:: 文書抜粋 ::
┌──

パーサ:次の姿勢が非二元論よ。学びの姿勢でも、スピリチュアルな見方でも、わたしたちが言うのは常に心の状態よ。心の姿勢であって、目に見える外側のことじゃないの。簡単な例から始めましょうか?森で木が倒れたとき誰もいなかったら倒れる音はするか、っていう古い謎々を覚えてる?

ゲイリー:覚えてるよ。答えは証明できないから、必ず議論になるんだ。

パーサ:で、あなたの答えは?議論はしないと約束するわ。

ゲイリー:聞いている人がいようがいまいが、木が倒れる音はすると思うな。

パーサ:その回答は、かたちのレベルでさえ、まったく間違い。木が倒れると音波が送り出される。音波は電波みたいなもので──どっちもエネルギー波だけど──受け取る相手が必要なのよ。この部屋にはたくさんの電波が飛び交っているけれど、受け取るレシーバーがないから何の音もしていないでしょう。人間や動物の耳はレシーバーよ。森の真ん中で木が倒れても、聞いている人が誰もいなければ音はしない。音は聞くものがあって初めて音になる。あなたが見たり触れたりするまでは、エネルギー波がモノとして現れないのと同じ。
 つまりタンゴを踊るには二人の人間が必要ってこと。何かがかかわりあうためには二元性が必要なの。だって二元性でなければ、かかわりあう相手がないでしょう。見るほうにそれと対応する姿がなければ鏡には何も映らない。二元性がなければ森のなかの木もない。量子物理学者の一部が気づいているとおり、二元性は神話なのよ。そして二元性が神話なら、木がないだけでなく、宇宙だってやっぱりないの。それを認識するあなたがいなければ、この宇宙はない。この宇宙がないなら、このあなたもない理屈になる。存在という幻影を生じるためには、一なるものを分割しなければならない。あなたがたがやっているのが、まさにそれ。すべては仕掛けトリックね。

└──

:: 課題の要件 ::
1: 木の倒れる音をめぐる対話から、「つまりタンゴを踊るには二人の」を含む語句で始まり「がやっているのが、まさにそれ。すべては仕掛けトリックね。」で終わる部分を、そのまま書き写してください。
2: 木の倒れる音をめぐる対話で、パーサは人間や動物の耳を何だと述べていますか。

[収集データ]
┌──

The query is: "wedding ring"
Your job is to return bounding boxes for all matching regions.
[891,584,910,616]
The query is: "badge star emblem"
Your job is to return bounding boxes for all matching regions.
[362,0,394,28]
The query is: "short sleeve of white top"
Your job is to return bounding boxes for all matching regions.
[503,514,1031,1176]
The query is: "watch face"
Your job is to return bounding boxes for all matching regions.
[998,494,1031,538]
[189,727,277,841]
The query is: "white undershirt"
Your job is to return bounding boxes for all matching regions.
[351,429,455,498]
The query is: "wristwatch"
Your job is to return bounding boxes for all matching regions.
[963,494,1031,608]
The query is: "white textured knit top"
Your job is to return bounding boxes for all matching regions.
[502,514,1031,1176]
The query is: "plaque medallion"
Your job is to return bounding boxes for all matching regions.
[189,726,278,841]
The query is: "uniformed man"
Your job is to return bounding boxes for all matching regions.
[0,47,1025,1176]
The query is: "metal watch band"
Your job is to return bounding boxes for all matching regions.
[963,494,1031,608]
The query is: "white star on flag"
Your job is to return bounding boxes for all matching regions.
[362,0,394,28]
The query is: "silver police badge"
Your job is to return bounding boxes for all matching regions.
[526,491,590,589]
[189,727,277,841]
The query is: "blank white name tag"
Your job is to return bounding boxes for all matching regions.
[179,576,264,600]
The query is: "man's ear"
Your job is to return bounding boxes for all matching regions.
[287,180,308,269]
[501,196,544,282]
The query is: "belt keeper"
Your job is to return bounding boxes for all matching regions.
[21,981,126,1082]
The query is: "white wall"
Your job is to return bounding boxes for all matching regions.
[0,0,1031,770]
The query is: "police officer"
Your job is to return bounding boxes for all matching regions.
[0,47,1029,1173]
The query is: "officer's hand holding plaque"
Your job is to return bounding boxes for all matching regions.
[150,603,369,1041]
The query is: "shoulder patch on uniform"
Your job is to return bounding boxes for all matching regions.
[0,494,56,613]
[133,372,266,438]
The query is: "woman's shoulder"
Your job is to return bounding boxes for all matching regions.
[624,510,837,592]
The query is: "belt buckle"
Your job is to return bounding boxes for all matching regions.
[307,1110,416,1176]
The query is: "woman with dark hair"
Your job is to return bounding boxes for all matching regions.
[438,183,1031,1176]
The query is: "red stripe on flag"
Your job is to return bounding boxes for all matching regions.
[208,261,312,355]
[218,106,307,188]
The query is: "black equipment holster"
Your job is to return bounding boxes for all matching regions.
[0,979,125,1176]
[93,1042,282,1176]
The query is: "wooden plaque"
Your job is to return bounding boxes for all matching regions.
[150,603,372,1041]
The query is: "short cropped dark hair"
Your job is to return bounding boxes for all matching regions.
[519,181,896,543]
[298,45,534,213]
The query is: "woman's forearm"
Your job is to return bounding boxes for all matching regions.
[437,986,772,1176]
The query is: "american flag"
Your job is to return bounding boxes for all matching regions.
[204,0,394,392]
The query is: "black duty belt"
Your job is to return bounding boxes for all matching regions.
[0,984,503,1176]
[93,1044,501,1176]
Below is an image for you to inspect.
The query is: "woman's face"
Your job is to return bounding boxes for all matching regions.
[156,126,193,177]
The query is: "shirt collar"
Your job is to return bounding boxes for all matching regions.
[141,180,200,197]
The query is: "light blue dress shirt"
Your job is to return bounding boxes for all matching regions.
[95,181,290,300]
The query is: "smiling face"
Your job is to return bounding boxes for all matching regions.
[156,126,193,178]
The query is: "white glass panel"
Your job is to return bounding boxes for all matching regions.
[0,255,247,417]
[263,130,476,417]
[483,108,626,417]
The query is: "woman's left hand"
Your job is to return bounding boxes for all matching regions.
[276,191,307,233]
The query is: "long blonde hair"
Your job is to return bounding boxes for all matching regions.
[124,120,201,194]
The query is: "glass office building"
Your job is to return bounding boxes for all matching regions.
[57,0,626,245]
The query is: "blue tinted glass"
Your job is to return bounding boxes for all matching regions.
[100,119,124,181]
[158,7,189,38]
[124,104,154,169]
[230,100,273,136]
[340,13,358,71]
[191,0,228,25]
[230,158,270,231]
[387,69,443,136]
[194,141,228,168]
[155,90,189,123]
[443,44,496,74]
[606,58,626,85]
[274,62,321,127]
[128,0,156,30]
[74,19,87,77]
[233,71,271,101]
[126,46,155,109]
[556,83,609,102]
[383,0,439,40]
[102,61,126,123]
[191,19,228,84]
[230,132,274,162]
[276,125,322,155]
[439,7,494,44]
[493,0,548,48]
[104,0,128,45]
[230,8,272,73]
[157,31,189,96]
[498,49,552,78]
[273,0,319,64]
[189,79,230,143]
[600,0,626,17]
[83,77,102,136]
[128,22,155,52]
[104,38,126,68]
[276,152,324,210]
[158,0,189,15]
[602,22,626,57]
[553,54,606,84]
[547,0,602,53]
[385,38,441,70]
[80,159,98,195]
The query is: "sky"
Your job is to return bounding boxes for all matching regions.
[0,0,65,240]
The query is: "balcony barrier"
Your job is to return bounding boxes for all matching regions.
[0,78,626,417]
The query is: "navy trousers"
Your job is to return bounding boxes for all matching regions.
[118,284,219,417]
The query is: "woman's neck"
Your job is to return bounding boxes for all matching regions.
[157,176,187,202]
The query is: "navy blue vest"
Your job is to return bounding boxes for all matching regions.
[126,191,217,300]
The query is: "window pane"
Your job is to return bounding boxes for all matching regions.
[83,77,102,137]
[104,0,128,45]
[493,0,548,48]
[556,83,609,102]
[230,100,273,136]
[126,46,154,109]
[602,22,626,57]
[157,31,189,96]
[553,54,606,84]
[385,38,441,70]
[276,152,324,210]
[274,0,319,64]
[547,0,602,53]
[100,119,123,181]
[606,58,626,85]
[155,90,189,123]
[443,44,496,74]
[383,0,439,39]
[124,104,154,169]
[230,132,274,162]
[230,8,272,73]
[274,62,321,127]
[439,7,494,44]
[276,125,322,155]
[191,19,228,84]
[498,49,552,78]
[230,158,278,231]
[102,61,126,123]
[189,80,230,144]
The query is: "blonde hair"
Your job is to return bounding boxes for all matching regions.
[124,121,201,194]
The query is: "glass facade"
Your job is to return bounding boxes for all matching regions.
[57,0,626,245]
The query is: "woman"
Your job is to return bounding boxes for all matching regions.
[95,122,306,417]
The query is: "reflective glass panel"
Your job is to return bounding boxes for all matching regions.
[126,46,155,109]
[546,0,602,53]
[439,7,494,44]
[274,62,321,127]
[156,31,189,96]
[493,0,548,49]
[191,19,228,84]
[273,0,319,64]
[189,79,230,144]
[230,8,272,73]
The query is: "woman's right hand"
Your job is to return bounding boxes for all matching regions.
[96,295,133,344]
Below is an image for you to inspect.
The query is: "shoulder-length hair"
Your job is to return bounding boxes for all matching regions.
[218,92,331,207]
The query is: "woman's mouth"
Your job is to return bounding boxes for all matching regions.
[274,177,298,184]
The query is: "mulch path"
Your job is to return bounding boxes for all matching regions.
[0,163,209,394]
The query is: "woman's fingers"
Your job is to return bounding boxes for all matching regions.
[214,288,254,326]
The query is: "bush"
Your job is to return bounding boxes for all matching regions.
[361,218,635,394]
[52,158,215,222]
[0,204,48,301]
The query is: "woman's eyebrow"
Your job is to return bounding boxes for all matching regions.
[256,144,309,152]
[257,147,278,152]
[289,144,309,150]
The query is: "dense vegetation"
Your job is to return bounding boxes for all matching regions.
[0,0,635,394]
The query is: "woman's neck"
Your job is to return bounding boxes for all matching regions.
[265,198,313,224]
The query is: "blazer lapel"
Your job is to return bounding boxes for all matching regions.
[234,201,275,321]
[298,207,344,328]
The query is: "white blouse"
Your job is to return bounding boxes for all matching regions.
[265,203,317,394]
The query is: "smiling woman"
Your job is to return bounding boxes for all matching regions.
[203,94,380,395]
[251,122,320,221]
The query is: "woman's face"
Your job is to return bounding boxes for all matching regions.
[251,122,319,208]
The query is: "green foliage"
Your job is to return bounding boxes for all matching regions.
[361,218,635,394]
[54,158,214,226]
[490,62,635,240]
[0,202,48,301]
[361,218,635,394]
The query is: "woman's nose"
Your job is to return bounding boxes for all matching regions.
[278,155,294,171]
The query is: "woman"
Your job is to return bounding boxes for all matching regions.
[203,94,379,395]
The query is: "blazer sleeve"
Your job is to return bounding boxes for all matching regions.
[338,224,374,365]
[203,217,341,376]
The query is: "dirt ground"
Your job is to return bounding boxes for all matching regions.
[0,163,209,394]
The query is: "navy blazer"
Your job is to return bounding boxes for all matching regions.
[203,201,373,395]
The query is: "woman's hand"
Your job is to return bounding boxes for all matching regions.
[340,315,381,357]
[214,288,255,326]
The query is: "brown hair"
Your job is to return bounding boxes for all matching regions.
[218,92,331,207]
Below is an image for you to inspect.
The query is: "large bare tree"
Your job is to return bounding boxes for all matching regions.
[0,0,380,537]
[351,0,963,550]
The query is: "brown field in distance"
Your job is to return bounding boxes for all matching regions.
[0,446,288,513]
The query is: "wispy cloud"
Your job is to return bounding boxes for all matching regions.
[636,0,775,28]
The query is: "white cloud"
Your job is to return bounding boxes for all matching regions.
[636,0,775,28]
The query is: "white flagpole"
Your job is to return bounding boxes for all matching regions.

└──

:: 演習の解答 ::
1:
つまりタンゴを踊るには二人の人間が必要ってこと。何かがかかわりあうためには二元性が必要なの。だって二元性でなければ、かかわりあう相手がないでしょう。見るほうにそれと対応する姿がなければ鏡には何も映らない。二元性がなければ森のなかの木もない。量子物理学者の一部が気づいているとおり、二元性は神話なのよ。そして二元性が神話なら、木がないだけでなく、宇宙だってやっぱりないの。それを認識するあなたがいなければ、この宇宙はない。この宇宙がないなら、このあなたもない理屈になる。存在という幻影を生じるためには、一なるものを分割しなければならない。あなたがたがやっているのが、まさにそれ。すべては仕掛けトリックね。

2: レシーバーだと述べています。